§ Natural language region descriptions:
[Start of section]

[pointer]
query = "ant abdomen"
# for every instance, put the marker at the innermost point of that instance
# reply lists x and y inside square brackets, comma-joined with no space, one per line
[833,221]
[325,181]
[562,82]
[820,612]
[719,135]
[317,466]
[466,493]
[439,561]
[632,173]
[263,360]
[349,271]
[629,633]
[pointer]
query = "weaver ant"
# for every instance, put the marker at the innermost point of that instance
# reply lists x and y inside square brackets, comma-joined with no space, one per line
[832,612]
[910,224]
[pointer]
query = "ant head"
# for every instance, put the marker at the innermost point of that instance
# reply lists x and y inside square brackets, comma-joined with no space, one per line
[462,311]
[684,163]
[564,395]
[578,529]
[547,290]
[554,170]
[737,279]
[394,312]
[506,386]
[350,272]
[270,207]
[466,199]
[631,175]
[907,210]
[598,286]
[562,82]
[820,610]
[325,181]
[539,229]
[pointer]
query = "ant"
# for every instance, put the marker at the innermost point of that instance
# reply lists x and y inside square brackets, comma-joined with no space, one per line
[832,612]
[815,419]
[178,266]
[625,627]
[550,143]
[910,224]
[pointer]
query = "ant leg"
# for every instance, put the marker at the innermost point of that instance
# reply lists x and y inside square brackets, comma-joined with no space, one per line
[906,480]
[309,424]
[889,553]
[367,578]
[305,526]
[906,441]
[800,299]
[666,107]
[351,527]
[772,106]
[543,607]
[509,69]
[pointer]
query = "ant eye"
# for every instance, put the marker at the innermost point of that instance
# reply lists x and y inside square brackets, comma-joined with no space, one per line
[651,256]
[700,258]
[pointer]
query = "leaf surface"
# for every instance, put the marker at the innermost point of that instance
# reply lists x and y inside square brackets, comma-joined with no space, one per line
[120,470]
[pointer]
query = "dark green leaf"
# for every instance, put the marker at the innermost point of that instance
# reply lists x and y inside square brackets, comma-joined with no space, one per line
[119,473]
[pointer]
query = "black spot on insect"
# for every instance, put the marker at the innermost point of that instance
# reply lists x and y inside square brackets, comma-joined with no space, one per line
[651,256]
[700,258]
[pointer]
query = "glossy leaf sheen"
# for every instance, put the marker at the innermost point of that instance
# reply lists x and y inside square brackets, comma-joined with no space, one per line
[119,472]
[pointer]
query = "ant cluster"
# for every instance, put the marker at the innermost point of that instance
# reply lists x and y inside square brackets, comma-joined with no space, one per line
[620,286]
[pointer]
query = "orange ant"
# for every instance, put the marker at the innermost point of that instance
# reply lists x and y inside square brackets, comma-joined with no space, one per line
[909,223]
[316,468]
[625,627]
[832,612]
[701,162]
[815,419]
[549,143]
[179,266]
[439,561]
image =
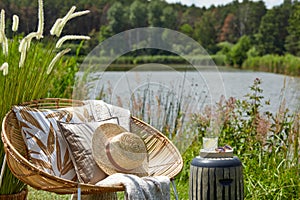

[End of section]

§ Brief: Reproduce the lines above exactly, image-free.

§ Written response:
[pointer]
query = "ant abdomen"
# for every instance, put the marker at the innermost point of that instance
# reply lists x and y inside square brackets, comma-joined with no space, one per line
[833,221]
[325,181]
[562,82]
[820,612]
[719,135]
[317,466]
[466,493]
[439,561]
[632,173]
[263,360]
[349,271]
[629,633]
[pointer]
query = "weaver ant"
# for every instance, put the marker at the innermost point of that instance
# reply lists x and y inside square brackets, comma-joined with no space, one per line
[832,612]
[910,224]
[pointer]
query = "ant head"
# for every instance, put the marker at the innermost point of that instance
# reply lists x and y inside square brackets, comma-joined with no space, one per line
[462,311]
[684,163]
[564,395]
[578,529]
[547,290]
[554,170]
[737,279]
[394,312]
[506,386]
[350,272]
[270,207]
[466,199]
[631,175]
[907,210]
[598,286]
[562,82]
[820,610]
[325,181]
[539,229]
[pointer]
query = "ant"
# for every instance, put the marker at the innermost point of that instance
# reply lists x and y inside square brackets, comma-joined with no space, one per line
[832,612]
[815,419]
[178,266]
[625,627]
[550,143]
[910,224]
[pointer]
query = "ant leg"
# for every instance, put the marker at the innermost point of that instance
# reply lists x and y inside square brackets, comma-joined with no space, one per line
[906,480]
[309,424]
[889,553]
[367,578]
[305,526]
[906,441]
[800,299]
[666,107]
[351,527]
[772,106]
[543,607]
[509,69]
[pointer]
query = "ant eye"
# for every instance, put the marker at the innermost point of that instance
# reply lists x and y inside square brackets, comma-joined with no space, one per line
[651,256]
[700,258]
[pointer]
query = "leaf surface"
# for every instance, put the marker at the innermost point of that instance
# reply lists x and y inside square brackets, comma-joined with no space, one per line
[120,470]
[pointer]
query = "dark green leaf"
# for every instance, put the marker at the innermost point of that instance
# reply lists x and y inside square brackets, comma-joined with no space, one per line
[119,473]
[pointer]
query = "black spot on insect"
# for every instance, put the marker at the innermost point of that instance
# reply lists x and y inside square brackets, comma-joined with no space, one per line
[651,256]
[700,258]
[pointer]
query = "glossy leaf sheen"
# for every instance, put the marker at the innermost point of that instance
# reply lists x and y inside square brackets, comma-joined with no space, one per line
[119,472]
[pointer]
query = "ant cluster"
# for every instance, put the marker at the innermost point of that instance
# reply lists x and y inside square brackets, comma-joined with no space, one per line
[620,286]
[pointer]
query = "orange ant"
# for every instance, put the marker at the innermost point of that instance
# reply lists x and y inside square brackets, comma-joined with no space, one per line
[909,223]
[316,468]
[625,627]
[832,612]
[701,162]
[815,419]
[549,143]
[179,266]
[439,561]
image =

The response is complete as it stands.